== Instruções do exercício ==
Retome o trecho sobre se o cidadão pode "fazer uma lei", escrevendo a continuação a partir da última frase apresentada.

== Trecho ==
################

O cidadão pode "fazer uma lei"?

Data: 22/09/2022

Autor: Douglas Moreno

A expressão precisa ser melhor detalhada, uma vez que “fazer uma lei” exige, inicialmente, domínio da chamada técnica legislativa que nada mais é do que a materialização de uma ideia para o formato de uma lei, na forma como conhecemos, com ementa, artigos, parágrafos, incisos e alíneas.

Nem todo parlamentar ou cidadão tem afinidade com essa atividade complexa de transformar ideias em projeto de lei, o que muitas vezes requer assessoramento específico e serviço de consultoria legislativa.

################

[Trechos de um conjunto de dados]
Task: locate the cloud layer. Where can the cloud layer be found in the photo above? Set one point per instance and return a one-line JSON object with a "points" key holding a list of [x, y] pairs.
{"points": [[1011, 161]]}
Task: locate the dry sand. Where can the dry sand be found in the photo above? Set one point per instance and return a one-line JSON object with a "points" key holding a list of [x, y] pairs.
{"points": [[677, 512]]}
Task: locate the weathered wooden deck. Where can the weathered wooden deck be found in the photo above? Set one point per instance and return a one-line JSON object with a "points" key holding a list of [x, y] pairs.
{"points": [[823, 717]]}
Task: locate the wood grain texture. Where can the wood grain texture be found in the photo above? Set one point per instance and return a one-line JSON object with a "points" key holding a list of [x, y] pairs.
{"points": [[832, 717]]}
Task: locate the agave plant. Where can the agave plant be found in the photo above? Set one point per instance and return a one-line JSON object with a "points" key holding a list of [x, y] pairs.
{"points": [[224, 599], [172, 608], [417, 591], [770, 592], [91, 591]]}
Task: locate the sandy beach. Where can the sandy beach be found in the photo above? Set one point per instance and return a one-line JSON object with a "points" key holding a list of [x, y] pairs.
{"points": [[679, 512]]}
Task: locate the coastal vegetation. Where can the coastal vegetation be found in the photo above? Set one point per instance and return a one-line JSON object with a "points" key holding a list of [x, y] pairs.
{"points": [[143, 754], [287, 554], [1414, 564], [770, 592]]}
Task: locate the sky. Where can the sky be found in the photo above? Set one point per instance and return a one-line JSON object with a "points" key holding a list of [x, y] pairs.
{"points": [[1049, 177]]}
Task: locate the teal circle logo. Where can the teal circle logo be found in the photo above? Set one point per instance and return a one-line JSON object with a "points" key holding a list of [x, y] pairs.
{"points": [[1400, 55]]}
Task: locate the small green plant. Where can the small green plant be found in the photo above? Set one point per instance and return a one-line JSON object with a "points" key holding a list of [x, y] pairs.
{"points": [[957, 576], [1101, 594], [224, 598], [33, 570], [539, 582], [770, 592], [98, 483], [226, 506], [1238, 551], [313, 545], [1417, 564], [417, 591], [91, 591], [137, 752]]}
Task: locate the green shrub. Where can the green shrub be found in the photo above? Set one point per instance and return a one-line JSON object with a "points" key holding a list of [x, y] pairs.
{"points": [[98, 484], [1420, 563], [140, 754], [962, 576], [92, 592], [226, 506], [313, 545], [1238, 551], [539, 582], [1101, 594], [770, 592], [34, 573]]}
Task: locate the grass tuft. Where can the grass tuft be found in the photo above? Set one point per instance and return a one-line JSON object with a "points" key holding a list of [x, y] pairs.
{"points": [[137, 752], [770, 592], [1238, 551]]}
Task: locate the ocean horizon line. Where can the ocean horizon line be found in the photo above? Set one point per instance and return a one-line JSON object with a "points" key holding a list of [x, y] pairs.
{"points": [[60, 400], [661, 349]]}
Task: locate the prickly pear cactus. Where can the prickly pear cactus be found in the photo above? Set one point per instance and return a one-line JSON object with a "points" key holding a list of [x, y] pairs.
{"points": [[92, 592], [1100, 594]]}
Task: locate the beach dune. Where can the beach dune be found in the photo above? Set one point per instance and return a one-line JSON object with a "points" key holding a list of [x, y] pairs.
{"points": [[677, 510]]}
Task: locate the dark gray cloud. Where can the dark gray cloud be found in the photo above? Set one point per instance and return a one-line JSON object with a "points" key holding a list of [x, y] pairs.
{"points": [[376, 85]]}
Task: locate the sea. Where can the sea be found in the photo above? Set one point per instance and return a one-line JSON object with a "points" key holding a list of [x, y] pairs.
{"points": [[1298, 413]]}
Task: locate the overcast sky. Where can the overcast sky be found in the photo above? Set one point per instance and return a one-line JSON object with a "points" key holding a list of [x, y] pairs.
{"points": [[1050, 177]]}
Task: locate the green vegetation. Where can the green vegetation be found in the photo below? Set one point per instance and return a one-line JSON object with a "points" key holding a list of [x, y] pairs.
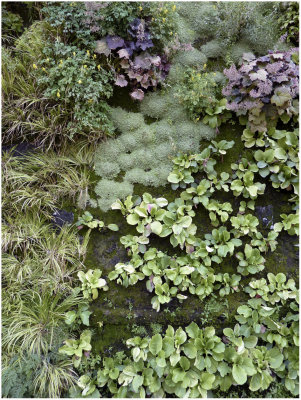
{"points": [[150, 192]]}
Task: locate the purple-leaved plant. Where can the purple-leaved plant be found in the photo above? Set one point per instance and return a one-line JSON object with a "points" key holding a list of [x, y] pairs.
{"points": [[264, 89]]}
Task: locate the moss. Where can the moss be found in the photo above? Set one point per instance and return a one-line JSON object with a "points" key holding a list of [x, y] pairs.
{"points": [[213, 49], [190, 58]]}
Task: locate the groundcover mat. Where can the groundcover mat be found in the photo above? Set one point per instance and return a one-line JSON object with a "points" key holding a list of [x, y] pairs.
{"points": [[150, 178]]}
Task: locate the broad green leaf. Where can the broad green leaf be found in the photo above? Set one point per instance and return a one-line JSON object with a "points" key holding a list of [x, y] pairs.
{"points": [[239, 374], [156, 227], [192, 330], [132, 219], [113, 227], [155, 344]]}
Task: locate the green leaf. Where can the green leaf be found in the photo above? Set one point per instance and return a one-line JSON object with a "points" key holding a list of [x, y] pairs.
{"points": [[161, 202], [174, 359], [207, 380], [253, 189], [156, 227], [192, 330], [155, 344], [132, 219], [113, 227], [70, 317], [255, 383], [137, 382], [173, 178], [168, 346], [190, 350], [84, 316], [239, 374]]}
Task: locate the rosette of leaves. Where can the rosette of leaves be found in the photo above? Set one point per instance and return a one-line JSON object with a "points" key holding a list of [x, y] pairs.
{"points": [[134, 244], [265, 244], [245, 185], [264, 361], [187, 164], [202, 282], [146, 215], [127, 274], [263, 89], [277, 288], [285, 172], [77, 347], [184, 166], [221, 243], [290, 223], [87, 386], [91, 282], [228, 283], [222, 210], [82, 314], [199, 193], [263, 321], [244, 225], [110, 371], [221, 147], [250, 261]]}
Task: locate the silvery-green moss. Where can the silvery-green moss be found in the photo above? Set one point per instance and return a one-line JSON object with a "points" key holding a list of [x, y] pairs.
{"points": [[108, 189], [107, 169], [124, 120], [213, 49], [199, 16], [236, 51], [190, 58]]}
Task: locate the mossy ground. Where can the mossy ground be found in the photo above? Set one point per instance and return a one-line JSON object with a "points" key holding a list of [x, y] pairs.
{"points": [[120, 309]]}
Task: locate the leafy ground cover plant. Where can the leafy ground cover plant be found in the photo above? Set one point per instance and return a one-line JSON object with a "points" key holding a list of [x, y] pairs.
{"points": [[289, 22], [196, 361], [91, 282]]}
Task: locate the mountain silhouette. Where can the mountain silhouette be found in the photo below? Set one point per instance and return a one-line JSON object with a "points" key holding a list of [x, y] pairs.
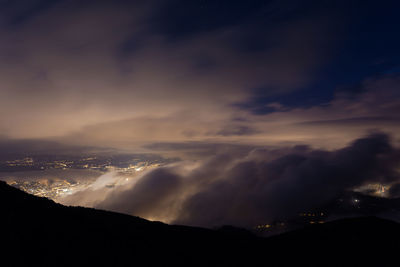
{"points": [[39, 232]]}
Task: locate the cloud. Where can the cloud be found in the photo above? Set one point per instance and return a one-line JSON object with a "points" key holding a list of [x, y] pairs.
{"points": [[67, 66], [258, 186]]}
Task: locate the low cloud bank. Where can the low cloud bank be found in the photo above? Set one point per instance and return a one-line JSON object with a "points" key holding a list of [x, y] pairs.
{"points": [[248, 188]]}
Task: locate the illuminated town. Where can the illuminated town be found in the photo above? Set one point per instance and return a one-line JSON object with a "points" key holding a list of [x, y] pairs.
{"points": [[125, 165]]}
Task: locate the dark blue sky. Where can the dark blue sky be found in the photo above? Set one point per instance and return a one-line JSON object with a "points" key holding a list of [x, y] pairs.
{"points": [[114, 71]]}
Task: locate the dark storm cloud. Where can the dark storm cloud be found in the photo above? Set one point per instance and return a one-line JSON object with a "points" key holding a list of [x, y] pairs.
{"points": [[68, 65], [258, 186]]}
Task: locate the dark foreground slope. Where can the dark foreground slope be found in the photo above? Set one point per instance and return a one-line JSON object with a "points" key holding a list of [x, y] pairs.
{"points": [[37, 231]]}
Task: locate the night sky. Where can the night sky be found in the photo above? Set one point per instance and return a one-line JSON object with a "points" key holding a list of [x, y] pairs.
{"points": [[260, 99]]}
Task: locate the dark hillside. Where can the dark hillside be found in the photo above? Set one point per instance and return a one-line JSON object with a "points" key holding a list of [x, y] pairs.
{"points": [[37, 231]]}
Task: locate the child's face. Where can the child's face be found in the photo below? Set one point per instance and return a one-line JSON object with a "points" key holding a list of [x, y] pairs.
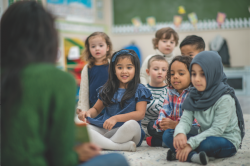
{"points": [[180, 77], [189, 50], [125, 71], [98, 47], [166, 46], [198, 77], [158, 73]]}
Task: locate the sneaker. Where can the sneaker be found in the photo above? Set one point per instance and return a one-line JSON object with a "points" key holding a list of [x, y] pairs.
{"points": [[171, 156], [203, 158]]}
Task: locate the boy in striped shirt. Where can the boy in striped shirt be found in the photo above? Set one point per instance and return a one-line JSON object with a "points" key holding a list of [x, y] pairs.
{"points": [[157, 70]]}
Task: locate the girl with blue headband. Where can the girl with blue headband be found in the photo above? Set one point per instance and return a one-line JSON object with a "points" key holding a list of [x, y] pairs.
{"points": [[125, 100], [213, 103]]}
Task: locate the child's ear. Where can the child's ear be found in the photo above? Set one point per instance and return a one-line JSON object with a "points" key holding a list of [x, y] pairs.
{"points": [[147, 71]]}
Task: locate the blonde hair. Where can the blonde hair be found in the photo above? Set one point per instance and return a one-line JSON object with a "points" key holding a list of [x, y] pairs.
{"points": [[156, 58], [166, 34], [86, 53]]}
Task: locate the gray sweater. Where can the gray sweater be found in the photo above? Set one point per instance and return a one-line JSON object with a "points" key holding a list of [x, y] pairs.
{"points": [[220, 120]]}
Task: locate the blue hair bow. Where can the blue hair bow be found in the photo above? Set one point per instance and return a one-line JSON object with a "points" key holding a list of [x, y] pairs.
{"points": [[120, 53]]}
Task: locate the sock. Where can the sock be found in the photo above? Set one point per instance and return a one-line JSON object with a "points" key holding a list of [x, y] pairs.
{"points": [[148, 140], [156, 142], [164, 145], [200, 158], [171, 156]]}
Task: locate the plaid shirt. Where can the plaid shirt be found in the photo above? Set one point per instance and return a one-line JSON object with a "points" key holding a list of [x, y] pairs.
{"points": [[172, 107]]}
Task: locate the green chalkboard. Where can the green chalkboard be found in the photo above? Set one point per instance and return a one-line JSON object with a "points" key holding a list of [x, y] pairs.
{"points": [[164, 10]]}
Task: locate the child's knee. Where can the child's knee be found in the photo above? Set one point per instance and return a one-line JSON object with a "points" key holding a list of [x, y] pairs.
{"points": [[168, 135]]}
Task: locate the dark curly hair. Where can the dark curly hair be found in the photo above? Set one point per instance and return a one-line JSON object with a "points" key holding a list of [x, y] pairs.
{"points": [[184, 59], [28, 35]]}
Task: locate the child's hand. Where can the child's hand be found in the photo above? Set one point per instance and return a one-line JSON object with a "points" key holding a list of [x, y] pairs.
{"points": [[180, 141], [78, 111], [83, 114], [87, 151], [167, 123], [109, 123], [182, 154]]}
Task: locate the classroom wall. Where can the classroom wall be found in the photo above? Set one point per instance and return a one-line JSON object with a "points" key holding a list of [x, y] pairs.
{"points": [[238, 41]]}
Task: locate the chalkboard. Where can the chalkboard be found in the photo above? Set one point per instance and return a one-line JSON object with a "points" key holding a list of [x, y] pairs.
{"points": [[164, 10]]}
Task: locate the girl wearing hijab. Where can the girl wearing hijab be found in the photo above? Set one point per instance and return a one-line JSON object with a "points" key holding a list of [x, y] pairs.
{"points": [[213, 103]]}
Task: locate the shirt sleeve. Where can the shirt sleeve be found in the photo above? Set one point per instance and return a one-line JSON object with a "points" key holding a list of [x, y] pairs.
{"points": [[61, 131], [185, 123], [143, 74], [143, 94], [83, 102], [223, 113], [165, 111]]}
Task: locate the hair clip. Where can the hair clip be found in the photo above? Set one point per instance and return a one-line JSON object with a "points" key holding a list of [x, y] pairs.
{"points": [[120, 53]]}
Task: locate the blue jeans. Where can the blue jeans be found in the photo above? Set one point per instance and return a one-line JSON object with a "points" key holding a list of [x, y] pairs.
{"points": [[112, 159], [217, 147]]}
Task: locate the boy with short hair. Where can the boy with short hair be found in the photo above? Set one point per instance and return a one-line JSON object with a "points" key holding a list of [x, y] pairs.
{"points": [[157, 70], [166, 39], [192, 45]]}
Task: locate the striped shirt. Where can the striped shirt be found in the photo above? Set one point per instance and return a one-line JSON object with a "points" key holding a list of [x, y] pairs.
{"points": [[172, 106], [156, 104]]}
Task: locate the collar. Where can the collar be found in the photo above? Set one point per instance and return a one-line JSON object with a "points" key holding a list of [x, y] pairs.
{"points": [[173, 91]]}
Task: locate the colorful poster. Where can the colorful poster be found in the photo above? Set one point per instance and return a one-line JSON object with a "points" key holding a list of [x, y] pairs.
{"points": [[151, 21], [136, 21], [73, 10], [181, 10], [193, 18], [220, 18], [177, 21]]}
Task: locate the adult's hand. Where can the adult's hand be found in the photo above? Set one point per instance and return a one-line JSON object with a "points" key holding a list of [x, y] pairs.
{"points": [[168, 123], [109, 123], [182, 154], [86, 151], [83, 114]]}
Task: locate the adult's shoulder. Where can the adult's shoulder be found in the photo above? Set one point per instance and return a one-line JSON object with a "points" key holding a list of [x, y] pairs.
{"points": [[47, 75]]}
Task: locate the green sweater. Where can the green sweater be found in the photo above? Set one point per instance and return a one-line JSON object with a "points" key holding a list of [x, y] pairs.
{"points": [[40, 130], [220, 120]]}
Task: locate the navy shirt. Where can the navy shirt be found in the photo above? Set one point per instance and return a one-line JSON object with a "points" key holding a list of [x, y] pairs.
{"points": [[141, 94], [98, 76]]}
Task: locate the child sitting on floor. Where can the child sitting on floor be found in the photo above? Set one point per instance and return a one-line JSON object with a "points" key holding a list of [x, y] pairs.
{"points": [[157, 70], [213, 103], [178, 79], [125, 100]]}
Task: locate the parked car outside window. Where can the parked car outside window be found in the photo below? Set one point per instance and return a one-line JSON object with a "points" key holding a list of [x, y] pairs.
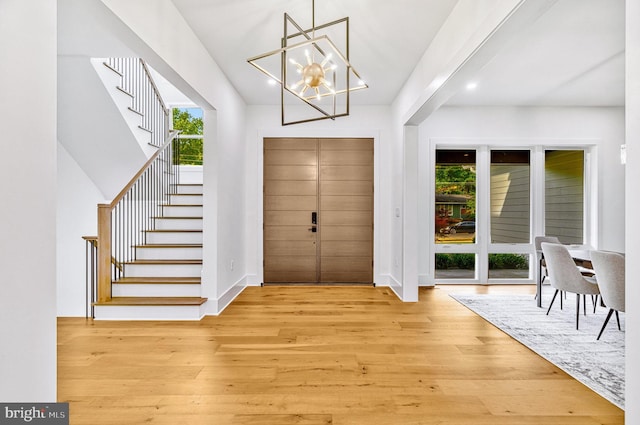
{"points": [[462, 227]]}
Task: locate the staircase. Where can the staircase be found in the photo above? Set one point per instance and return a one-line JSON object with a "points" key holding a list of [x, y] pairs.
{"points": [[162, 282]]}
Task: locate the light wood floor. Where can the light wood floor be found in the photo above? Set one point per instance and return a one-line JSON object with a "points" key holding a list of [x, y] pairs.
{"points": [[317, 355]]}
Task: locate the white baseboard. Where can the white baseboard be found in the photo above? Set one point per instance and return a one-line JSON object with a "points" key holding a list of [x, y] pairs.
{"points": [[216, 306]]}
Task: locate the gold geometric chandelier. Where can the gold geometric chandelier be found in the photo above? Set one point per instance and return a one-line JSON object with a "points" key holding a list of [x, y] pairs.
{"points": [[315, 76]]}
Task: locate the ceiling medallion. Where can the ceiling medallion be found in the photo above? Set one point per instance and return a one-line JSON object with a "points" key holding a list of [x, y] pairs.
{"points": [[312, 70]]}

################

== Resposta escrita ==
É equívoco imaginar que a atividade de apresentar projetos de lei é de autoria exclusiva dos parlamentares. O que os parlamentares detêm é a prerrogativa exclusiva do debate e da votação das proposições que chegam no Parlamento. Isto porque outras autoridades podem apresentar projetos de leis como os governadores e prefeitos, e há até espaço para que tais projetos sejam oriundos da iniciativa popular, ou seja, diretamente dos cidadãos, sem a intermediação dos parlamentares.

Mas a diferença é significativa, enquanto que basta 1 (um) parlamentar para a apresentação de um projeto de lei, o cidadão precisa se unir a outros milhares, em uma verdadeira via crucis para colher assinaturas e cumprir os rígidos requisitos constitucionais.

Ademais, os projetos de iniciativa popular, raríssimos no nosso país, obtidos a duras penas no Parlamento brasileiro, a exemplo da Lei da Ficha Limpa, representam incômodo ou envolvem conflitos de interesse com a classe política, pois é de se estranhar que nenhum dos seus integrantes incorpore a causa, mesmo ela tendo sido subscrita por milhares de potenciais eleitores.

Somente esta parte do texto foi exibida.